### [SHORT TASK]
Pick out every line in the records below that contains the word "jacket", and copy each one in full.
• • • • • • •
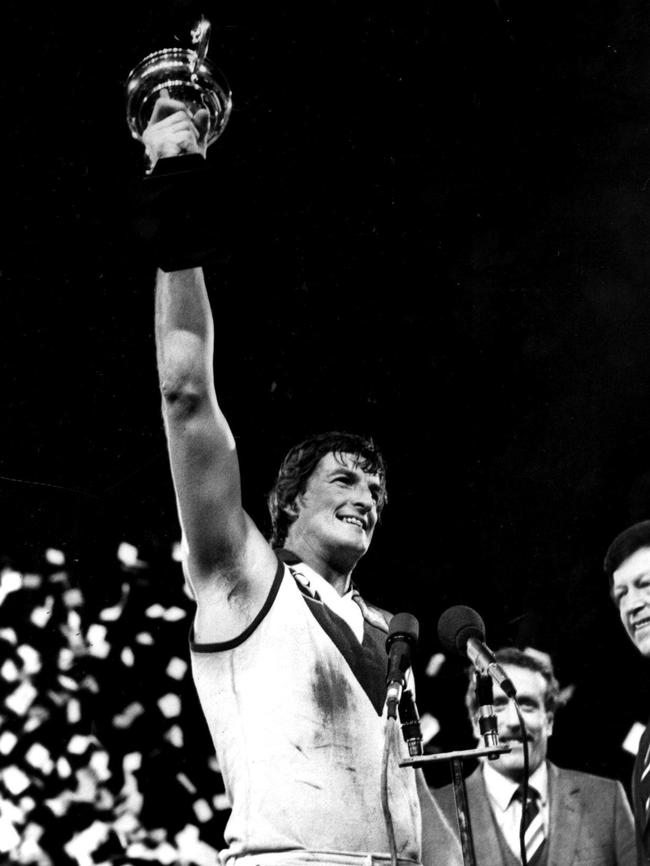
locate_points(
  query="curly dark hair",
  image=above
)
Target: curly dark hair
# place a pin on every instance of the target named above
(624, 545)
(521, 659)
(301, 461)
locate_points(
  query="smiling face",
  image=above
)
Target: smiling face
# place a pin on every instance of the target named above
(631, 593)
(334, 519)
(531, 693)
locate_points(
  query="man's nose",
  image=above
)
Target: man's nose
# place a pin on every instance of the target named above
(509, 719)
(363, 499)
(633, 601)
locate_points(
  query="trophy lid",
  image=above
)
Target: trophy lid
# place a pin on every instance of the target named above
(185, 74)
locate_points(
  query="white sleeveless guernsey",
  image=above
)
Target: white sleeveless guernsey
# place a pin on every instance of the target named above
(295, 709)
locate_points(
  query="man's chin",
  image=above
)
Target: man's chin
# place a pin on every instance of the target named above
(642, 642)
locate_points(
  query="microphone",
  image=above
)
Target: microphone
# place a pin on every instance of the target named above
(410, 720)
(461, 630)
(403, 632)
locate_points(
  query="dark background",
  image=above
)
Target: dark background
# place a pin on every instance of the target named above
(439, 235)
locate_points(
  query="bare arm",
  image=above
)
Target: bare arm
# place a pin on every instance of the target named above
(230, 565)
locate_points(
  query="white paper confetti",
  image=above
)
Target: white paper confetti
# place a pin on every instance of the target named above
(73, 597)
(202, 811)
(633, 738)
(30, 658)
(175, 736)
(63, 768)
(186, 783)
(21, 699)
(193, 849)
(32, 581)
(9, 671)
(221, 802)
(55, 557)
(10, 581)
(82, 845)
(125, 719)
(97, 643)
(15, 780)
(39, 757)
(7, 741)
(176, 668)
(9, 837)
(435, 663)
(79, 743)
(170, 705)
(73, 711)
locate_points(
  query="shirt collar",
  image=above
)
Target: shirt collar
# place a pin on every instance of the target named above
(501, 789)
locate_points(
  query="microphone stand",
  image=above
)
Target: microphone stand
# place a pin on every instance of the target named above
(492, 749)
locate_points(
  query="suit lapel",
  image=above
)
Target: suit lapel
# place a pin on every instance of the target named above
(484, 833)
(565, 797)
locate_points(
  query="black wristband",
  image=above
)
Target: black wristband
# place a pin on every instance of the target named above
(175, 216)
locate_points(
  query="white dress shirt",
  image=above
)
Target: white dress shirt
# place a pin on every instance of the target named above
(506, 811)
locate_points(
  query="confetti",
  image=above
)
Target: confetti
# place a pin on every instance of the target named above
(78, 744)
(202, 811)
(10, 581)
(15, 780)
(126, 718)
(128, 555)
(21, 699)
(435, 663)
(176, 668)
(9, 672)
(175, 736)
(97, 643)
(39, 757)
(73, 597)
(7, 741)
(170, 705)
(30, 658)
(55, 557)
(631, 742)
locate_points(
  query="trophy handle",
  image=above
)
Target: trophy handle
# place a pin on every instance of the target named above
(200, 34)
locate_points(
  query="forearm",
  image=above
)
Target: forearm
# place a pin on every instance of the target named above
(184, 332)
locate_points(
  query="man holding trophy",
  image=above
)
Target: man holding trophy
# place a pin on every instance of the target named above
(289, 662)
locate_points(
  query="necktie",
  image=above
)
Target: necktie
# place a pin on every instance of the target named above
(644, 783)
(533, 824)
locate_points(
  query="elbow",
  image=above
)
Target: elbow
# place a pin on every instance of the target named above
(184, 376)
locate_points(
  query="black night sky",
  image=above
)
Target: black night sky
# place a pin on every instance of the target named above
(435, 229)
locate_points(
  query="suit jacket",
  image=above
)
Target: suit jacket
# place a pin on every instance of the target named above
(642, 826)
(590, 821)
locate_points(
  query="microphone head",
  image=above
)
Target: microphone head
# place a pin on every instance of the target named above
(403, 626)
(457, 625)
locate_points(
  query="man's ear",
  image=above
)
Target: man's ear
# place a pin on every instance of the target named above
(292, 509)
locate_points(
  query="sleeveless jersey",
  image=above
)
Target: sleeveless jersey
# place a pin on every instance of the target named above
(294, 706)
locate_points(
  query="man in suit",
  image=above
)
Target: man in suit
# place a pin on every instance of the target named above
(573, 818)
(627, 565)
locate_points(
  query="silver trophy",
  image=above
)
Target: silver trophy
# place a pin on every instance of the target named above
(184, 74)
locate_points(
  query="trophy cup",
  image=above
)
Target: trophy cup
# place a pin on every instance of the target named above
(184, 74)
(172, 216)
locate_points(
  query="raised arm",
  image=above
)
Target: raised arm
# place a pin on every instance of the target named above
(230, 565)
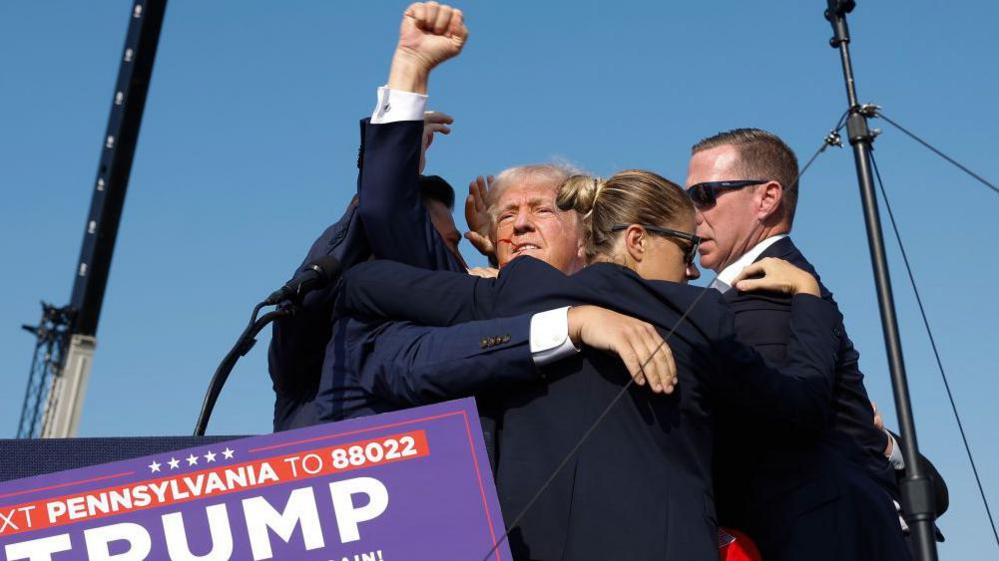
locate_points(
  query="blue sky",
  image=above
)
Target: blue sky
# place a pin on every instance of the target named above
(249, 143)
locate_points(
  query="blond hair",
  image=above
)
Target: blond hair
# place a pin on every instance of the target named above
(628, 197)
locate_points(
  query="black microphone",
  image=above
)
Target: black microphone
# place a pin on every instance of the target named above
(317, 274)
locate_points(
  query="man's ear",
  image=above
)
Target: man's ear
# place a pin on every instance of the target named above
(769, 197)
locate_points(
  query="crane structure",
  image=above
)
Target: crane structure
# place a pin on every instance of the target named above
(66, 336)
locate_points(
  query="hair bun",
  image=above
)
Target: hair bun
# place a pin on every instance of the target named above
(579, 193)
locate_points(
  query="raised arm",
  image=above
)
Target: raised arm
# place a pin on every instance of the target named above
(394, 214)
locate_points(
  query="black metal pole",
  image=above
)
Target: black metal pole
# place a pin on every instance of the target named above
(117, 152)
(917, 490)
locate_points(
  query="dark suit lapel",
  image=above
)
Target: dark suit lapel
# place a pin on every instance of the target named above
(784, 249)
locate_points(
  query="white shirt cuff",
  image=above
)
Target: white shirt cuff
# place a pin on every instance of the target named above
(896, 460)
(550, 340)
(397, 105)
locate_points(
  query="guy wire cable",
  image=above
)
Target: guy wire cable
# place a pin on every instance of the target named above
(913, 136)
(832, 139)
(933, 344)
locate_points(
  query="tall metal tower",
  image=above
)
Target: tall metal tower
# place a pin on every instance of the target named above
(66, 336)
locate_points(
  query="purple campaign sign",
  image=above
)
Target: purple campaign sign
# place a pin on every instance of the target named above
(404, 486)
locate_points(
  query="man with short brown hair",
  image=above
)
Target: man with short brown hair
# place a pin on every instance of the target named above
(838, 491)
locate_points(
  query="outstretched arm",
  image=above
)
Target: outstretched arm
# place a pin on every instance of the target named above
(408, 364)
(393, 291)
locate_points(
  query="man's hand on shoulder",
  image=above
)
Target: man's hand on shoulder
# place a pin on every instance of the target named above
• • • • • • •
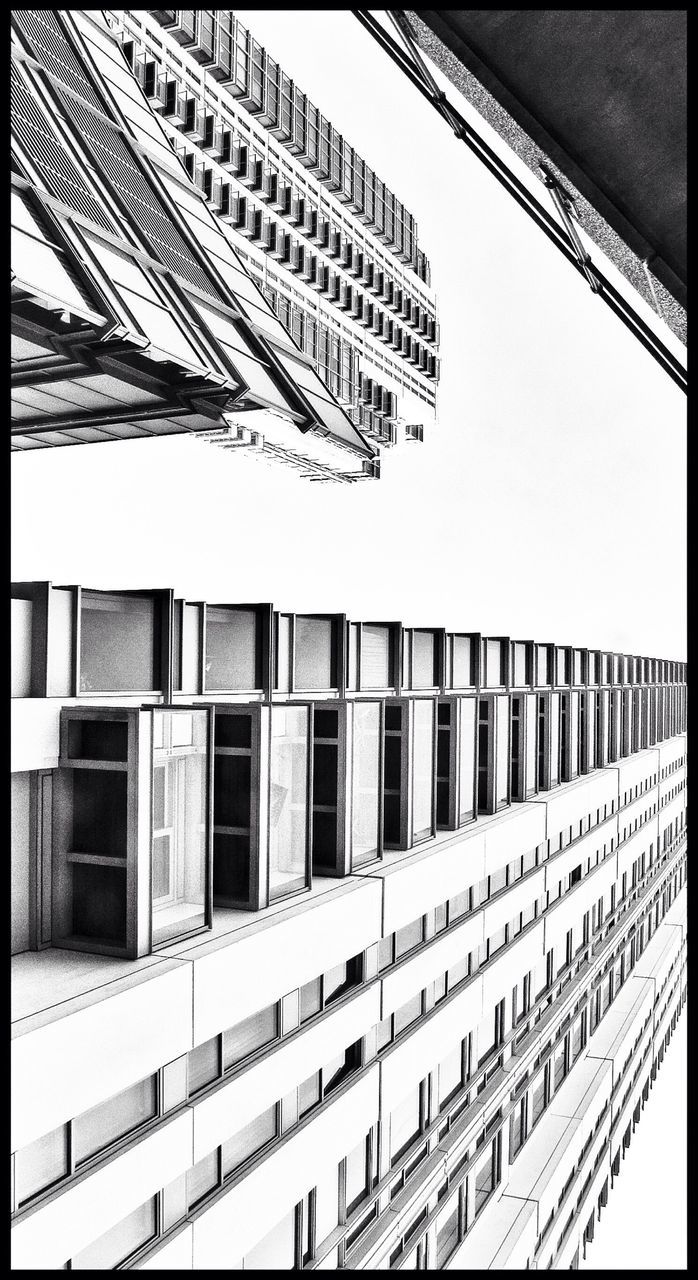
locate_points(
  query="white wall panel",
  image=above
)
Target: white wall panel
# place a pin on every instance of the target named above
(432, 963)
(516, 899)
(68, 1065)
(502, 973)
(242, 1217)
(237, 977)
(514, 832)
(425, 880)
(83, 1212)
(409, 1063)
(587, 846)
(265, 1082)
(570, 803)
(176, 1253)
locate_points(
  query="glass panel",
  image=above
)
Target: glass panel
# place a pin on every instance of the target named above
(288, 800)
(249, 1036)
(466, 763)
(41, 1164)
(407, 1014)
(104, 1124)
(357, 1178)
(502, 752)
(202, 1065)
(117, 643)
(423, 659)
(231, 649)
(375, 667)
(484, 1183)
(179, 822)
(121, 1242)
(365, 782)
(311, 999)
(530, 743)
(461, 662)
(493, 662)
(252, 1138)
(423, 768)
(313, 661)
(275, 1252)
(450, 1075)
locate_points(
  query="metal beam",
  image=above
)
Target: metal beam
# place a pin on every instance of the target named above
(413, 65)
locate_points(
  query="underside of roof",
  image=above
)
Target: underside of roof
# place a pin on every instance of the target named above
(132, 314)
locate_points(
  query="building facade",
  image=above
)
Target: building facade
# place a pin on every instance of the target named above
• • • • • • •
### [REPLY TO THE TASK]
  query="suit jacket",
Target: suit jacket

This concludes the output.